**Work to be completed**
Output every record exactly, and nothing more.

**Data section**
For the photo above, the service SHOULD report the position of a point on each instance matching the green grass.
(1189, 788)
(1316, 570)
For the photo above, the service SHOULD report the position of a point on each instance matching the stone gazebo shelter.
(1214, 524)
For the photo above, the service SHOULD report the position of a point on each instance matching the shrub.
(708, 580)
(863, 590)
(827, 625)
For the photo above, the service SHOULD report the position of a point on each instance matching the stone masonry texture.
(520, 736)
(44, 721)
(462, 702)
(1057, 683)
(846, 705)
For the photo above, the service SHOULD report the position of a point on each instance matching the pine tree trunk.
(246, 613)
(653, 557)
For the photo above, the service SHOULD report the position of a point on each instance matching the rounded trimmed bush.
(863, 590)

**Written answer**
For the photo above, the service SHOULD report the position of a point on each instance matching the green grass.
(1189, 788)
(1316, 570)
For the photo above, the service SHOULD report the position of a point on each instance matching the stone gazebo shelter.
(1214, 524)
For the photo above, the service SHOULD report the position of a point on each instance matching the shrub.
(708, 580)
(863, 590)
(827, 625)
For the photo above, the service SHOULD report the position of a point on each instance matching the stone masonry texture.
(520, 736)
(44, 721)
(462, 702)
(1057, 683)
(846, 705)
For the photo above, the service SHOULD report the position of a point on each instance matching the pine tree trunk.
(246, 613)
(653, 557)
For the photo above, the service SHOULD report the position of a point on each instance matching the rounded trimmed bush.
(863, 590)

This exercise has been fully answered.